--- Text ---
Stopping cutting as radically for the next two months, going to shoot for 350g pro, 200g carb, 100g fat and hopefully I'll be able to maintain on that! Then when it gets to the end of May/beginning of June I'll cut again for Holiday in April.

I think genetically I hold fat around my midsection/lower back more-so than anywhere else, if you look at the first post in my log even then you can see that I have all my fat held around my midsection, despite being 12 stone!

Cheers for the advice buddy, definitely took it on board!


----------



## 1Tonne (Jun 6, 2010)

Personally, would just carry on going. Cut all the way. Do it once. Plus, if you have got 20lbs to go, your looking at 2lb a week, so 10 weeks. 10 more weeks and you could be in a position where you'll see if fat is going on, not have to guess.

Good luck pal, just happened to click read and post.

Oh and your a tall bastard lol.


----------



## DoubleXL- (Feb 13, 2012)

1Tonne said:


> Personally, would just carry on going. Cut all the way. Do it once. Plus, if you have got 20lbs to go, your looking at 2lb a week, so 10 weeks. 10 more weeks and you could be in a position where you'll see if fat is going on, not have to guess.

--- Recorded information ---
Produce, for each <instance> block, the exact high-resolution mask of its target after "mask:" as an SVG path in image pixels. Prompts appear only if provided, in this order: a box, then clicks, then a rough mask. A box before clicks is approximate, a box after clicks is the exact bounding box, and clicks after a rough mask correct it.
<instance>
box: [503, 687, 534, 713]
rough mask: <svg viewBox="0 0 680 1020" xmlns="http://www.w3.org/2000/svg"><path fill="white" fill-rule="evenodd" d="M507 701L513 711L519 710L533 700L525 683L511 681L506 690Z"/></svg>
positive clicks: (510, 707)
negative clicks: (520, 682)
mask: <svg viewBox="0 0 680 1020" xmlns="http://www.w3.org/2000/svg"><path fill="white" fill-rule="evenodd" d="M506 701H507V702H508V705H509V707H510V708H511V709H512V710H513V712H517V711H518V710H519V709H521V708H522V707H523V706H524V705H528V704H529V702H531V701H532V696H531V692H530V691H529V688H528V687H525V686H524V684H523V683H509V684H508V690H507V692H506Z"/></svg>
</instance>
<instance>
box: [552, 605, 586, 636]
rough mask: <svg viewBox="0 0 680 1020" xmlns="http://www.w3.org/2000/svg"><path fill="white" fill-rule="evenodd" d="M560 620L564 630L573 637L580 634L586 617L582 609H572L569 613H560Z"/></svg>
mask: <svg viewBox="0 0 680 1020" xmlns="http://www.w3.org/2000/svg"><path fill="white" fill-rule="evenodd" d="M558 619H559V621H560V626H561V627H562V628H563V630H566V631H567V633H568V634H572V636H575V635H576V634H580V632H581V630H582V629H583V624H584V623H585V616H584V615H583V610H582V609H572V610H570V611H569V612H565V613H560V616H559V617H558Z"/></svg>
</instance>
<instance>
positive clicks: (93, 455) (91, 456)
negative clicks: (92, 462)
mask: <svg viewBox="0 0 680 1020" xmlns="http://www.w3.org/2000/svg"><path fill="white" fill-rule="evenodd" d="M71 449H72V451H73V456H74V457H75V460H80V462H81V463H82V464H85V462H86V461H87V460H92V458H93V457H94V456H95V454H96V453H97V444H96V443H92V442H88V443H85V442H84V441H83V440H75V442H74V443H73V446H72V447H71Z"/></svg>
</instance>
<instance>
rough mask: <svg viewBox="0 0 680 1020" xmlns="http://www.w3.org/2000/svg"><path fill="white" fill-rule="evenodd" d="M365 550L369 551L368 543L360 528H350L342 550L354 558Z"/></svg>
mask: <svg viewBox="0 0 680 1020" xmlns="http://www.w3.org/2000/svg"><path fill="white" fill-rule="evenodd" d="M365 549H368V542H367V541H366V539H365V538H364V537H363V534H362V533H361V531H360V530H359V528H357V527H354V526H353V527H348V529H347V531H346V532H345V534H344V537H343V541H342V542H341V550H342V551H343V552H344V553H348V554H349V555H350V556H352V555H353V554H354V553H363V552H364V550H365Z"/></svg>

--- Problem details ---
Transcribe the forum thread between "Cheers for the" and "read and post.", inclusive. Rely only on the forum thread above.

--- Result of this exercise ---
Cheers for the advice buddy, definitely took it on board!


----------



## 1Tonne (Jun 6, 2010)

Personally, would just carry on going. Cut all the way. Do it once. Plus, if you have got 20lbs to go, your looking at 2lb a week, so 10 weeks. 10 more weeks and you could be in a position where you'll see if fat is going on, not have to guess.

Good luck pal, just happened to click read and post.